Entries from a collection
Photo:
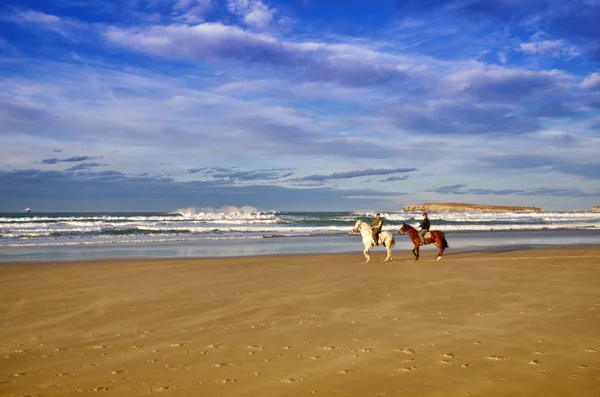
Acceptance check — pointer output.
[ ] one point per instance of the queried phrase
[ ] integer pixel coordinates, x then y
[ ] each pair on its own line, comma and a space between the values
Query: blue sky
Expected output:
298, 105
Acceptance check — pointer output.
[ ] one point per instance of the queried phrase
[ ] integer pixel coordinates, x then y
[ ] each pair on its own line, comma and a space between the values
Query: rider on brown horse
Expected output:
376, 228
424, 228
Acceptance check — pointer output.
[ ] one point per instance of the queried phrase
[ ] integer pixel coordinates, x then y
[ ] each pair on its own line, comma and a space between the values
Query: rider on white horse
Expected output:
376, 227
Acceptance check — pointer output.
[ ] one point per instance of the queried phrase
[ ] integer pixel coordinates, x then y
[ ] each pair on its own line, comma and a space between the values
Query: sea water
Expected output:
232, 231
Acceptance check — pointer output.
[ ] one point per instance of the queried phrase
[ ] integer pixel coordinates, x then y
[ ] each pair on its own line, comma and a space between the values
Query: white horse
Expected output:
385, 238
--
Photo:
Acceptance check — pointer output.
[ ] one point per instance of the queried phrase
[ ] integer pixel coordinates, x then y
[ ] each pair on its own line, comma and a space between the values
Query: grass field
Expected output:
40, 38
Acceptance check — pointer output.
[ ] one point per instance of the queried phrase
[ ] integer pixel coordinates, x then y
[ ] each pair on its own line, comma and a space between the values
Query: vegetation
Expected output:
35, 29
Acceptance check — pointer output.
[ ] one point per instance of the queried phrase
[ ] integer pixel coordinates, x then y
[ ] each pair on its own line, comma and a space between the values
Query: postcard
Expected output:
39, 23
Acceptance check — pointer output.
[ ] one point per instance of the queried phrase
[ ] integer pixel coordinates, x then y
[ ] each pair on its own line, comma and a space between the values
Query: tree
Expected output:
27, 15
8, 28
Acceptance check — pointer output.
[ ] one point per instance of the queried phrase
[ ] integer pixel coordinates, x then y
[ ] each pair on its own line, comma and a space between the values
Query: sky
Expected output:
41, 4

EXERCISE GOAL
Determine how many lines of the entries contain the word "rider", and state only that number.

EXPECTED ANSWER
2